● YOUR INSTRUCTIONS:
Please rewrite the data below, starting at the line that contains "If you could pick out the bare" and ending at the end of the data, keeping the requests. Scale every coordinate in the answers by 1.95 and round each to a whole number, with halves rounded up.

"""

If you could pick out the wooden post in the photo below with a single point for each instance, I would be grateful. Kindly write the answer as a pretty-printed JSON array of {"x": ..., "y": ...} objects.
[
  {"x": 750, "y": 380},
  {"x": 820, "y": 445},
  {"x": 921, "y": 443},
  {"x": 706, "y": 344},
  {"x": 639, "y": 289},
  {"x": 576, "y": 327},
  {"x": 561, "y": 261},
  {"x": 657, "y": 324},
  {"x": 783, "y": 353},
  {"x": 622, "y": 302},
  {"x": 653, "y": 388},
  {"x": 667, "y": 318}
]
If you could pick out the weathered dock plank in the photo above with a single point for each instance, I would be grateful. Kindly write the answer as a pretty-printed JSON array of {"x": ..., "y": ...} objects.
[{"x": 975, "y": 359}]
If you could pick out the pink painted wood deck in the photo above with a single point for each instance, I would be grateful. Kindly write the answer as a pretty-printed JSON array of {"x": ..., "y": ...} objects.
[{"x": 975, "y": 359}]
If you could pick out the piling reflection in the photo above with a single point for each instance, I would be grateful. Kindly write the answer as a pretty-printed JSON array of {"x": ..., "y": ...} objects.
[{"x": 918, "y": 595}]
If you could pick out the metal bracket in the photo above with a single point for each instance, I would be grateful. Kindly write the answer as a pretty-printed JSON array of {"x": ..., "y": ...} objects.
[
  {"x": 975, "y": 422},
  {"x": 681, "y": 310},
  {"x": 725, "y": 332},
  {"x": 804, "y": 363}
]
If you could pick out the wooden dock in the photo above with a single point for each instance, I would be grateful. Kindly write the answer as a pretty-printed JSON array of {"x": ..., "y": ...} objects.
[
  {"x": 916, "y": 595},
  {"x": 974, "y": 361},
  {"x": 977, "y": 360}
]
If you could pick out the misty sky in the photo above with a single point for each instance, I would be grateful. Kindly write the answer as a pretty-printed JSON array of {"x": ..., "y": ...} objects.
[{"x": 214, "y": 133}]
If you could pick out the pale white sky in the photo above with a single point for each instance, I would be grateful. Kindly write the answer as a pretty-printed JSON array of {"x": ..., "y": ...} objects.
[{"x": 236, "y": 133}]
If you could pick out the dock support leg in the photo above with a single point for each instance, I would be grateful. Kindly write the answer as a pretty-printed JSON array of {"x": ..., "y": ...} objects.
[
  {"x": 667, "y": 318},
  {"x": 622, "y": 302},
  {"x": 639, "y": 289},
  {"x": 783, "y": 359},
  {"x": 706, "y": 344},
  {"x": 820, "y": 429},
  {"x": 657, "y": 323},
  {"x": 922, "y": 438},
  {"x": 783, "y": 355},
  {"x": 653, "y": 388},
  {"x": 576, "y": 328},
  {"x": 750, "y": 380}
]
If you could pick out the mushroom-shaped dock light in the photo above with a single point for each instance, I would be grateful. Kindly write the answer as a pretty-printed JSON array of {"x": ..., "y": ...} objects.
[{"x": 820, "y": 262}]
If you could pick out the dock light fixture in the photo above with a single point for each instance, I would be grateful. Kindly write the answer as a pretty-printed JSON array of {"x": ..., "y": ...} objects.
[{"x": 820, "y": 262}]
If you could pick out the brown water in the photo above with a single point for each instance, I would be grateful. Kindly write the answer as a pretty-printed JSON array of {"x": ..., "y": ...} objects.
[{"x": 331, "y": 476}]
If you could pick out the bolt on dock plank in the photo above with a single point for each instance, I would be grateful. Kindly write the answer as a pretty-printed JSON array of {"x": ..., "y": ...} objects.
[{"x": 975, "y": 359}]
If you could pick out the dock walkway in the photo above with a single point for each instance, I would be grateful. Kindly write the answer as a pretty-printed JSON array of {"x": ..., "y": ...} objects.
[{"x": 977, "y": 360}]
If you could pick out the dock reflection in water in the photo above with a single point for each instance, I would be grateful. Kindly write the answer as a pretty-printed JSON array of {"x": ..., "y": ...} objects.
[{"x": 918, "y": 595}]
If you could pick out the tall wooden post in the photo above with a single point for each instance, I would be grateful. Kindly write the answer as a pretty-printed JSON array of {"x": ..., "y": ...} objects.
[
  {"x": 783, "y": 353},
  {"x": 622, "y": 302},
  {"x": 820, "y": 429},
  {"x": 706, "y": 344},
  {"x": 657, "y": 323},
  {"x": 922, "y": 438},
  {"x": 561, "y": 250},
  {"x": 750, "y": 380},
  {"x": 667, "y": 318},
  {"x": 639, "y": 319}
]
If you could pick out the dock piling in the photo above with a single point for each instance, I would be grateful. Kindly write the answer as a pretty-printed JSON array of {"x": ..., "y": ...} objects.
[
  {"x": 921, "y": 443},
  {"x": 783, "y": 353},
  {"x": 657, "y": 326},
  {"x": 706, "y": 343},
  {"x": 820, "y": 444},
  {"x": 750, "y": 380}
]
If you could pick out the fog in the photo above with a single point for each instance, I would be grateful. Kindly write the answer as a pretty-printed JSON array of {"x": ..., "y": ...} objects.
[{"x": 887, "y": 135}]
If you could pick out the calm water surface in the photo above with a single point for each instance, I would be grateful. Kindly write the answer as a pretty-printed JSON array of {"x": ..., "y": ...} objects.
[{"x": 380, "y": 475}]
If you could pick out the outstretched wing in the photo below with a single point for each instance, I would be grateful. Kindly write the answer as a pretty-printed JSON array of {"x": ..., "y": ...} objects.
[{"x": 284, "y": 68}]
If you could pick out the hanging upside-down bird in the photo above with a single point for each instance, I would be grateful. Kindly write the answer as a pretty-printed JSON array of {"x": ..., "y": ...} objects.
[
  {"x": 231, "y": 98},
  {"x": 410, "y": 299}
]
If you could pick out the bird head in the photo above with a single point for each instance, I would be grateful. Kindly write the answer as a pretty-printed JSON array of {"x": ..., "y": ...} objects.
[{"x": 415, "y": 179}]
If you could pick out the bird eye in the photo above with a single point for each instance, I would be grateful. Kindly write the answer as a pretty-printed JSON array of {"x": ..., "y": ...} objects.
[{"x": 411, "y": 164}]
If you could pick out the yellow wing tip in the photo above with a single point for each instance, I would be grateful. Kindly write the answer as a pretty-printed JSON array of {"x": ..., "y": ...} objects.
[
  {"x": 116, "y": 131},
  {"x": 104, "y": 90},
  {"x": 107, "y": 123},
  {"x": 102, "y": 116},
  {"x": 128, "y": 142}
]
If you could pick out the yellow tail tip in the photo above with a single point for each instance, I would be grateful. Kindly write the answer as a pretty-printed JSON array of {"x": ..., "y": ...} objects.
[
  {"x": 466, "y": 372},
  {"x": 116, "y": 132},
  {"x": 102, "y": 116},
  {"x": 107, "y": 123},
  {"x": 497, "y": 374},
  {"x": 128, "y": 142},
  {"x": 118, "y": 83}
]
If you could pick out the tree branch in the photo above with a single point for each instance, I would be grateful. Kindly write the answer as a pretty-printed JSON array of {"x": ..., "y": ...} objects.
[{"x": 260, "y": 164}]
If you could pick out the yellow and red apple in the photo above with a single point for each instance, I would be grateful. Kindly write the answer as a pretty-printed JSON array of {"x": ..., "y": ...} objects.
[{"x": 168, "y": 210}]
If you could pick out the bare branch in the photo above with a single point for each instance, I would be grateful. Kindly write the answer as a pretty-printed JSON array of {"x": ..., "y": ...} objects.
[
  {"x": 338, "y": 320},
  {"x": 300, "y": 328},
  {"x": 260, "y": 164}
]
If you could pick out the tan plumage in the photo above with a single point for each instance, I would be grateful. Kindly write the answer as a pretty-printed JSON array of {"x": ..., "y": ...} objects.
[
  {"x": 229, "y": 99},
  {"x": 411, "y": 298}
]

"""

● OUTPUT BELOW:
If you could pick out the bare branch in the photo above with a single point for each instance, I would be grateful. Kindly write the answer as a pretty-printed JSON array of {"x": ..., "y": ...} objects.
[
  {"x": 659, "y": 624},
  {"x": 585, "y": 640},
  {"x": 507, "y": 320}
]
If you could pick out the tan plumage in the photo above with a single point for each instance, I would be grateful. Kindly write the answer as a pretty-printed JSON array of {"x": ..., "y": ...} objects.
[
  {"x": 447, "y": 193},
  {"x": 801, "y": 581}
]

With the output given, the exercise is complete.